Directions for this task | In full and without alteration, print the entries that follow.

(Records to process)

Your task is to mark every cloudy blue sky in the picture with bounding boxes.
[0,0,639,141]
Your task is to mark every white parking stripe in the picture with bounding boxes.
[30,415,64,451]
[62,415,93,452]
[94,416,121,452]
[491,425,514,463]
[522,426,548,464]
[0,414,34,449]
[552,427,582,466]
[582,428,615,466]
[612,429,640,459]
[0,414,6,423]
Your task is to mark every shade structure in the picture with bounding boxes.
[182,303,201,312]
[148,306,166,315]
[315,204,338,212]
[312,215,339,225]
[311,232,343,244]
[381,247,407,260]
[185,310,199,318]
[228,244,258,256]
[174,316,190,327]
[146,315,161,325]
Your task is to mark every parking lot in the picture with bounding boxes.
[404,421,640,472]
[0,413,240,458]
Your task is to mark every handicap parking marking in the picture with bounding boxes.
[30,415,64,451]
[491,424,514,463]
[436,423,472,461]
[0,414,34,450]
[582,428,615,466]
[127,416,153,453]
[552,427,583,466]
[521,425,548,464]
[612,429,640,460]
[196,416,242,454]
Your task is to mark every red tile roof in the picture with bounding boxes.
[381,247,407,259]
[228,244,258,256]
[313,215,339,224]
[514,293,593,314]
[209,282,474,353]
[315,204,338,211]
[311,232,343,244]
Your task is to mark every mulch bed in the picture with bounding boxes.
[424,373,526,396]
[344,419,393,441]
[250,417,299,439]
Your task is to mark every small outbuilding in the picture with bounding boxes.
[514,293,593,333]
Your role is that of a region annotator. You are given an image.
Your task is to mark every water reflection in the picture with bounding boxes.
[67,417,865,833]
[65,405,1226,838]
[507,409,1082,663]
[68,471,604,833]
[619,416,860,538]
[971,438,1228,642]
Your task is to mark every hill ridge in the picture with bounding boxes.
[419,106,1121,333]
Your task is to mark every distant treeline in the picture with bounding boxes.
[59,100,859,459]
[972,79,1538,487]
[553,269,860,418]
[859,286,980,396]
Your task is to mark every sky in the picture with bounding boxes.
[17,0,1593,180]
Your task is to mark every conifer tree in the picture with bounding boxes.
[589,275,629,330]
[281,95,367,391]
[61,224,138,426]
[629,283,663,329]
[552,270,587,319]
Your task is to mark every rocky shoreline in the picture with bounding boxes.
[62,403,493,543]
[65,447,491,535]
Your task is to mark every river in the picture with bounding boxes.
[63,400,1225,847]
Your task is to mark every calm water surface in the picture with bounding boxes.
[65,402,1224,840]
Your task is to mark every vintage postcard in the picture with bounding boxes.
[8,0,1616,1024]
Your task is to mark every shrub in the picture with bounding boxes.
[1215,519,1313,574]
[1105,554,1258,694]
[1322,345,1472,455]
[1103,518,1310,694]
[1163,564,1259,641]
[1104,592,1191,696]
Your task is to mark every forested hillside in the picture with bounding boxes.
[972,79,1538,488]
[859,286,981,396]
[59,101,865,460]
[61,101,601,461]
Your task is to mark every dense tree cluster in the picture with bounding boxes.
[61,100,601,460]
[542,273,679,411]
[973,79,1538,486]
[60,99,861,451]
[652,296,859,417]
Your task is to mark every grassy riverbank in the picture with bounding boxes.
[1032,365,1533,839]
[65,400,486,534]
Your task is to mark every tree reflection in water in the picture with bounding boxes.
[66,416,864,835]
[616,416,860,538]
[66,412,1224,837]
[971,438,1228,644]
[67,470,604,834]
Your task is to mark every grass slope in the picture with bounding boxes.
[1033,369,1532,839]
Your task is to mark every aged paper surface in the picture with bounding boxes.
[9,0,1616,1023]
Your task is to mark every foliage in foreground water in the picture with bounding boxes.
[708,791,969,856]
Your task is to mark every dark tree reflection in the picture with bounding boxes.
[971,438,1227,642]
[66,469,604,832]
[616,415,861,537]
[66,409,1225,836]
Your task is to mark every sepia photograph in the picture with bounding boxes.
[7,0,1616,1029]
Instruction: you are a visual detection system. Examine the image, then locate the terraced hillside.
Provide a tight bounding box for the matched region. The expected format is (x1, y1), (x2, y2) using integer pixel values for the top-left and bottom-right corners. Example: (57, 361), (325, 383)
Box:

(End Records to process)

Final answer |
Your task is to mark every cloudy blue sky in the picture with bounding boxes.
[0,0,639,141]
Your task is to mark every white parking stripe in the picture with bounding boxes.
[30,415,64,451]
[62,415,93,452]
[94,416,121,452]
[491,425,514,463]
[522,426,548,464]
[0,414,34,449]
[552,427,582,466]
[582,428,615,466]
[612,429,640,459]
[0,414,6,423]
Your task is to mark every shade structure in the picture with bounding boxes.
[182,303,201,312]
[148,306,166,315]
[315,204,338,212]
[312,215,339,225]
[311,232,343,244]
[381,247,407,260]
[185,310,199,318]
[228,244,258,256]
[174,316,190,327]
[146,315,161,325]
Your task is to mark every parking lot in the picture with bounding boxes.
[404,421,640,472]
[0,413,240,458]
Your task is to mark every handicap parking marking in the picture with bounding boxes.
[30,415,64,451]
[491,424,514,463]
[436,423,472,461]
[0,414,34,450]
[582,428,615,466]
[127,416,153,453]
[552,427,583,466]
[521,425,548,464]
[612,429,640,460]
[196,416,242,454]
Your task is to mark every red tile roof in the picture with bounding boxes.
[381,247,407,259]
[228,244,258,256]
[313,215,339,224]
[514,293,593,314]
[209,282,474,353]
[315,204,338,211]
[311,232,343,244]
Your task is to mark every mulch bed in the picture with bounding boxes.
[424,373,526,396]
[344,419,393,441]
[250,417,299,439]
Your task is to mark every small outbuilding in the picture with bounding boxes.
[514,293,593,333]
Your role is that of a region annotator. You are given an image.
Your task is to mark every water reflection in the picture with bounding boxes.
[67,417,865,833]
[65,405,1226,838]
[507,409,1082,663]
[68,471,604,833]
[619,416,860,538]
[971,438,1228,642]
Your task is to mark every hill ridge in the picture with bounding boxes.
[419,106,1121,333]
Your task is to mark every distant treeline in the picture with bounding boxes.
[59,100,859,459]
[972,79,1538,487]
[553,269,860,418]
[859,286,980,396]
Your task is to mark every sky in the picture with bounding boxes.
[17,0,1593,180]
Your task is to mark every conifer tree in the picture with bounding boxes.
[589,275,629,330]
[281,95,367,391]
[61,224,138,426]
[629,283,663,329]
[552,270,587,319]
Your task is to mark every rocky shoreline in the picture with bounding boxes.
[62,403,493,543]
[65,447,491,535]
Your task is to mark every river in the picture with bounding boxes.
[63,400,1225,847]
Your task is to mark every calm water surface in the picture with bounding boxes.
[65,402,1224,840]
Your task is to mark every vintage postcard in the picture with bounding boxes.
[8,0,1616,1024]
Your task is to mark every shrub in the picture with bounding boxes.
[1215,519,1313,574]
[1105,554,1258,694]
[1322,345,1472,455]
[1103,518,1310,694]
[1163,564,1259,641]
[1104,592,1191,696]
Your task is to mark every forested hillside in the picture with bounding boxes.
[972,79,1538,488]
[859,286,981,396]
[59,101,865,460]
[61,101,601,461]
Your task is to mark every dense tree cluster in the picture with bounding boxes.
[61,100,601,460]
[542,273,679,411]
[973,79,1538,486]
[60,99,861,451]
[652,296,859,417]
Your task is to mark every grassy riverbank in the picture with bounding boxes.
[1032,365,1533,839]
[65,400,486,534]
Your task is to mark every tree reflection in water in the picture with bounding boxes.
[66,416,864,835]
[616,416,860,538]
[66,412,1224,837]
[971,438,1228,644]
[67,470,604,834]
Your task is to mark every grass slope in the picture with bounding boxes.
[1033,369,1532,839]
Your task is to mark every aged paper surface in the picture with bounding boxes.
[9,0,1616,1023]
Your task is to mark every foliage in foreground water in the picture with bounding boxes.
[708,791,969,856]
Your task is to mark every dark tree reflection in the picture with bounding boxes.
[971,438,1227,642]
[66,469,604,832]
[616,415,861,537]
[66,409,1225,836]
Your task is to mark every sepia photograph in the picture with bounding boxes.
[7,0,1616,1029]
Instruction: you are a visual detection system. Examine the image, then locate the terraced hillside.
Provide a tight bounding box for the matched region. The expected format is (x1, y1), (x2, y2) using integer pixel values for the top-left and bottom-right corners. Example: (57, 361), (325, 383)
Box:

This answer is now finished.